**Exercise details**.
From the listing below, reproduce word for word the part that opens with the line containing "positive clicks: (161, 171) (152, 162)" and closes with the line containing "box: [0, 0, 47, 127]"; reproduce nothing else.
===
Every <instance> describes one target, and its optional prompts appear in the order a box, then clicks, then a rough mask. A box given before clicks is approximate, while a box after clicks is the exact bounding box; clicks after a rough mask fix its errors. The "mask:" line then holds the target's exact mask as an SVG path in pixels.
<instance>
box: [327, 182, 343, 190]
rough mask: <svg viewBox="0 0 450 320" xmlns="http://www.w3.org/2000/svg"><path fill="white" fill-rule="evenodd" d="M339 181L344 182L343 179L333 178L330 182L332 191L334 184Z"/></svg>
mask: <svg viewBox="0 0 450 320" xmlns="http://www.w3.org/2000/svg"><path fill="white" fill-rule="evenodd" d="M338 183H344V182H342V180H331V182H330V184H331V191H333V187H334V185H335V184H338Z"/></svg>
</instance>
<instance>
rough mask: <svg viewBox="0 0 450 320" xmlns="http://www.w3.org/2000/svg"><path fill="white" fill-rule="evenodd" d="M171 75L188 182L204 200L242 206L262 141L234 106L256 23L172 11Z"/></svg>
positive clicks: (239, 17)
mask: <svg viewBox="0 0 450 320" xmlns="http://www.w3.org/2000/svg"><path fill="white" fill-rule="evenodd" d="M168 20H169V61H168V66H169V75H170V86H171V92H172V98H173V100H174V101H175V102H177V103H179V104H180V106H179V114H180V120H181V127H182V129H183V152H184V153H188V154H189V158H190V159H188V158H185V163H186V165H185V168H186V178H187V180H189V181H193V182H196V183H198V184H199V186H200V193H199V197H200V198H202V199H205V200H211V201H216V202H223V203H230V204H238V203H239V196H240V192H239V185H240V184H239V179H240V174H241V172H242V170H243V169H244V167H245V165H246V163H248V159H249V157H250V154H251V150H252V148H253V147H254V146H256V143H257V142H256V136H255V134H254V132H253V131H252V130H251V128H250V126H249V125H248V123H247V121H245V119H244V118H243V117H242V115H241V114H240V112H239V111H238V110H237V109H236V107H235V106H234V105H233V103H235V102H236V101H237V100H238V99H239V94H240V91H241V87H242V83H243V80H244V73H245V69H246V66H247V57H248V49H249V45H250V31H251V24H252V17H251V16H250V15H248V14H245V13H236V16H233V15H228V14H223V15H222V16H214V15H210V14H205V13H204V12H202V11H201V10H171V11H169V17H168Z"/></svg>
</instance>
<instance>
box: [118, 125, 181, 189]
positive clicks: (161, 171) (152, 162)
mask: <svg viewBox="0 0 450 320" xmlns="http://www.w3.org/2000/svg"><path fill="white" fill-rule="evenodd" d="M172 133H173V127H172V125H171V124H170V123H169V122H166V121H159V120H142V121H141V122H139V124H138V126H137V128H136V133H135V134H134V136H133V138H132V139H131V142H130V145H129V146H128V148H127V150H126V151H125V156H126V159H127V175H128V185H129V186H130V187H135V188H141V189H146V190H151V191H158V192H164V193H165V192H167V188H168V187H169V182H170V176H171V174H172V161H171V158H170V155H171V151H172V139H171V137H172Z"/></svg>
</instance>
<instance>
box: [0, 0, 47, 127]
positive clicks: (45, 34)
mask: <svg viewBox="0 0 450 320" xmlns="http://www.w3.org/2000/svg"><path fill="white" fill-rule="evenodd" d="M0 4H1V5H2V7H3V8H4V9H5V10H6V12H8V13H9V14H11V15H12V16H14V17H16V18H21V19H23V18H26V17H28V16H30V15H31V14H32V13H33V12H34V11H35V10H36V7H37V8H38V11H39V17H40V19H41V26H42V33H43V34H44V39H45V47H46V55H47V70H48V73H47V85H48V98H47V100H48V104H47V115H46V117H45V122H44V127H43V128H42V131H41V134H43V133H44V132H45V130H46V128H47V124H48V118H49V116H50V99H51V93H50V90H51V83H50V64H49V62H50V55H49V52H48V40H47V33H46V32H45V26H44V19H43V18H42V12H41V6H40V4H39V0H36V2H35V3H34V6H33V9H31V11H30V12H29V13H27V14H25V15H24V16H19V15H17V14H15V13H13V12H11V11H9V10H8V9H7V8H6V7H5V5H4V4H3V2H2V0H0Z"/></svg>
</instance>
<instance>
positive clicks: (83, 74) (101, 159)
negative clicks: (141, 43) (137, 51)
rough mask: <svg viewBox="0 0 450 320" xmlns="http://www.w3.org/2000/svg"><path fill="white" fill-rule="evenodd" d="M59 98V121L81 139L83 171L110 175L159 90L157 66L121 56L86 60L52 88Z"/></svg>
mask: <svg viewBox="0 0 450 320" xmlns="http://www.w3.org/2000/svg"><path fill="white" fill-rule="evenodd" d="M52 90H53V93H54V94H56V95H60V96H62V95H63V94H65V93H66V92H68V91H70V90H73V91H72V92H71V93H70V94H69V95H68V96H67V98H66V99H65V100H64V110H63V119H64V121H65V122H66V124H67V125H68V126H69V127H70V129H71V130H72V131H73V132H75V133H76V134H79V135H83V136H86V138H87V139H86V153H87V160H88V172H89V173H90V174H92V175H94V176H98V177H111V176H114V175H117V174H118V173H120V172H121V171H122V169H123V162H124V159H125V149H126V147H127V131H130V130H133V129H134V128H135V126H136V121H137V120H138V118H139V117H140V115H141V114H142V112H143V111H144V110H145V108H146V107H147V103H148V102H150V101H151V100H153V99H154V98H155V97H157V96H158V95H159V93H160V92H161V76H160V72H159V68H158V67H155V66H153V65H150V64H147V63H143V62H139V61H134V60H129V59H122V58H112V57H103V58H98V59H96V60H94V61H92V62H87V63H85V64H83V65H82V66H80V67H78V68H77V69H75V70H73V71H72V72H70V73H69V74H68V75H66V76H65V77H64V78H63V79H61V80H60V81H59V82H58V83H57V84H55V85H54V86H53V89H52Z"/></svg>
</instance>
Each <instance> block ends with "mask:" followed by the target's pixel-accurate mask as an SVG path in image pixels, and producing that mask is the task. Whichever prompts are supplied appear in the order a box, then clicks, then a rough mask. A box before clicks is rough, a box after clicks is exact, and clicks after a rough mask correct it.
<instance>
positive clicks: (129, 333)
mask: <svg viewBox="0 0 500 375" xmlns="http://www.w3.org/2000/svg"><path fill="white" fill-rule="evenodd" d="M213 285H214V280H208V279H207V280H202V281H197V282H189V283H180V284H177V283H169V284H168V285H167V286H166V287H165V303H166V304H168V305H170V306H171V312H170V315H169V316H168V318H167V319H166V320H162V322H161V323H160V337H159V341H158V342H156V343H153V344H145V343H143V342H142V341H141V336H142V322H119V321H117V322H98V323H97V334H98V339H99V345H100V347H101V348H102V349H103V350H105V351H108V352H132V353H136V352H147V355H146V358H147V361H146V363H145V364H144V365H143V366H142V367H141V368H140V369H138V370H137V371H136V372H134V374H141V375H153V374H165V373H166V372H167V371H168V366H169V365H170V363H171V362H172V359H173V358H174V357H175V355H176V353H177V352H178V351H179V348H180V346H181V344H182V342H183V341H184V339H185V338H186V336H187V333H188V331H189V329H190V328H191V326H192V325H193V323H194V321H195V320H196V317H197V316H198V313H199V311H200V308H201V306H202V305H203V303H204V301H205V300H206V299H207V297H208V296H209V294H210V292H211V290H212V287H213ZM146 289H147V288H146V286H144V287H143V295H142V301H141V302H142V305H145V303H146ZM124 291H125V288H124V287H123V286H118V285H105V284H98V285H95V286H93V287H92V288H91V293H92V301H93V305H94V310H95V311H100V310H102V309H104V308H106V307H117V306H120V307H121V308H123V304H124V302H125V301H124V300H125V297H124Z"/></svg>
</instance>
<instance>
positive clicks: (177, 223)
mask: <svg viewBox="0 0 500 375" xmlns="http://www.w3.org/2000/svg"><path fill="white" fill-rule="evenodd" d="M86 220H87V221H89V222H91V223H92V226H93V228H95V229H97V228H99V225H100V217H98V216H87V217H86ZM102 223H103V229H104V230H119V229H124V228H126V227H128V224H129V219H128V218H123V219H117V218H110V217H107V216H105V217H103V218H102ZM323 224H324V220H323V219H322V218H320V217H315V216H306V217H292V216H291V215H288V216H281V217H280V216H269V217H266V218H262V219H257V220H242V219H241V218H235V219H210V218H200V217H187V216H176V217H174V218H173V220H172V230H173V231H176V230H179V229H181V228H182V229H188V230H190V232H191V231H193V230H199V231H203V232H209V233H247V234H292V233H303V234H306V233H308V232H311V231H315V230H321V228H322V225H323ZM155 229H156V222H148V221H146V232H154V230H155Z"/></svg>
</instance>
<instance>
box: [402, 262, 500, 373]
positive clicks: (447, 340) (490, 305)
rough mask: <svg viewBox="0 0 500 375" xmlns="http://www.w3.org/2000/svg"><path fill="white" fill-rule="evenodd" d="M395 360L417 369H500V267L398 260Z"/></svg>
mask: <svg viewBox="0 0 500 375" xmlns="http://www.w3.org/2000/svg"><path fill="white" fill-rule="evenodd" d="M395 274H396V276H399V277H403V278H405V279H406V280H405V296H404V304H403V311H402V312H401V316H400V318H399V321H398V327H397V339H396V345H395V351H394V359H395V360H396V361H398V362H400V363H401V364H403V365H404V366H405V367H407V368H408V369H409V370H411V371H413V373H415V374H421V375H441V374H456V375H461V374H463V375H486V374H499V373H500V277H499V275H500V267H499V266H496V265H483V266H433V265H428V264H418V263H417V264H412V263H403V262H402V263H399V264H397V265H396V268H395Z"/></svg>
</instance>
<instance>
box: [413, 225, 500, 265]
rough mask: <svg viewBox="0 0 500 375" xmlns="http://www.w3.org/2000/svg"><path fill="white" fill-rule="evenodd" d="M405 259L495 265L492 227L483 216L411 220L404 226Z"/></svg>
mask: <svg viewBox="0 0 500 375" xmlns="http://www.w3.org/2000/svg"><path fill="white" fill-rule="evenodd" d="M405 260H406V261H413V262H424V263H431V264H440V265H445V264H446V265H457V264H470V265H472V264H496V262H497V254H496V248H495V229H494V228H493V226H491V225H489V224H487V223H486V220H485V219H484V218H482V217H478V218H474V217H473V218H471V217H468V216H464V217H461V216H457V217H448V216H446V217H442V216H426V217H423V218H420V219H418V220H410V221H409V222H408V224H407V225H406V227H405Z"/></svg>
===
**Answer space**.
positive clicks: (161, 171) (152, 162)
mask: <svg viewBox="0 0 450 320" xmlns="http://www.w3.org/2000/svg"><path fill="white" fill-rule="evenodd" d="M172 133H173V127H172V125H171V124H170V123H169V122H166V121H159V120H142V121H141V122H139V124H138V126H137V128H136V133H135V134H134V136H133V138H132V139H131V142H130V145H129V146H128V148H127V150H126V151H125V156H126V159H127V175H128V185H129V186H130V187H135V188H141V189H146V190H151V191H158V192H164V193H165V192H167V188H168V187H169V182H170V176H171V174H172V161H171V158H170V155H171V151H172V139H171V137H172Z"/></svg>
</instance>
<instance>
box: [0, 0, 47, 127]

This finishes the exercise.